BEGIN Data lines

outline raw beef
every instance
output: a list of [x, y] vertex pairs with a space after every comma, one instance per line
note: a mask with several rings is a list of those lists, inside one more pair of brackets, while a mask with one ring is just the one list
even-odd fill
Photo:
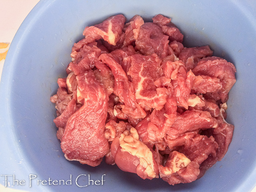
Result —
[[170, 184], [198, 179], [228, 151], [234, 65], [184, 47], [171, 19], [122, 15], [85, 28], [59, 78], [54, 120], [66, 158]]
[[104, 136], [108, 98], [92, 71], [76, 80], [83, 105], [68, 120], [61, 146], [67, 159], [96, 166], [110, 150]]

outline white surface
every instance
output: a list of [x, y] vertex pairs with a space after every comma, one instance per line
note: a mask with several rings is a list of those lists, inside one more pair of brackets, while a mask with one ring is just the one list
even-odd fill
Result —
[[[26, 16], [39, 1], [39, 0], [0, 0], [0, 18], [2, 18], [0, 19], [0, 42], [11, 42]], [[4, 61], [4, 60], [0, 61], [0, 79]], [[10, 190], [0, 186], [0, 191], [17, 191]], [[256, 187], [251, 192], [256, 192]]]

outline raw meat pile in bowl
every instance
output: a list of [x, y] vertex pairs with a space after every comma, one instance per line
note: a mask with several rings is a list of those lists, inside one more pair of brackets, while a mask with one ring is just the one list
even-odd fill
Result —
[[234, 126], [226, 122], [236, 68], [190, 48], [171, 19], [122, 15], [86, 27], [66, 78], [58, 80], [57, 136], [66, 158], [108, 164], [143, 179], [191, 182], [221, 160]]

END Data lines
BEGIN Data lines

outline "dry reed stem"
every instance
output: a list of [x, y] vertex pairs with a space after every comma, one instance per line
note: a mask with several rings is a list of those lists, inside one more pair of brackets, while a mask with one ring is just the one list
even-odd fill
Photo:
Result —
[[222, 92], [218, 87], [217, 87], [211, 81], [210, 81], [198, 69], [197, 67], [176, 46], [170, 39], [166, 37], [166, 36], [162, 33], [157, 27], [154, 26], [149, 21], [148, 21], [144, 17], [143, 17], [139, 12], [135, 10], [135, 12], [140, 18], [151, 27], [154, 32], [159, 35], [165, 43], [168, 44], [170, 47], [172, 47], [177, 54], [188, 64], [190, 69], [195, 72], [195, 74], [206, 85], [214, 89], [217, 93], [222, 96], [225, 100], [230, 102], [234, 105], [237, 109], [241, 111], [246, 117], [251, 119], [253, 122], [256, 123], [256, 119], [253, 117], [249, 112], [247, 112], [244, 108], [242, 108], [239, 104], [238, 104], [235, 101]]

END Data lines

Reproduce the rows starting at the line containing "outline raw meat pile in bowl" and ending at the line containing "182], [221, 160]]", swapping "even-odd fill" for "nonzero fill" and leaving everything else unchanged. Output only those lines.

● Task response:
outline raw meat pile in bowl
every instance
output: a list of [x, y] vertex pairs with a space after every comma, one instance per line
note: a mask with several rings is a list of those lists, inside one more pair of brackets, while a mask with one ring is just the one list
nonzero fill
Result —
[[234, 126], [226, 122], [236, 68], [190, 48], [171, 19], [122, 15], [86, 27], [66, 78], [58, 80], [57, 136], [66, 158], [108, 164], [143, 179], [191, 182], [221, 160]]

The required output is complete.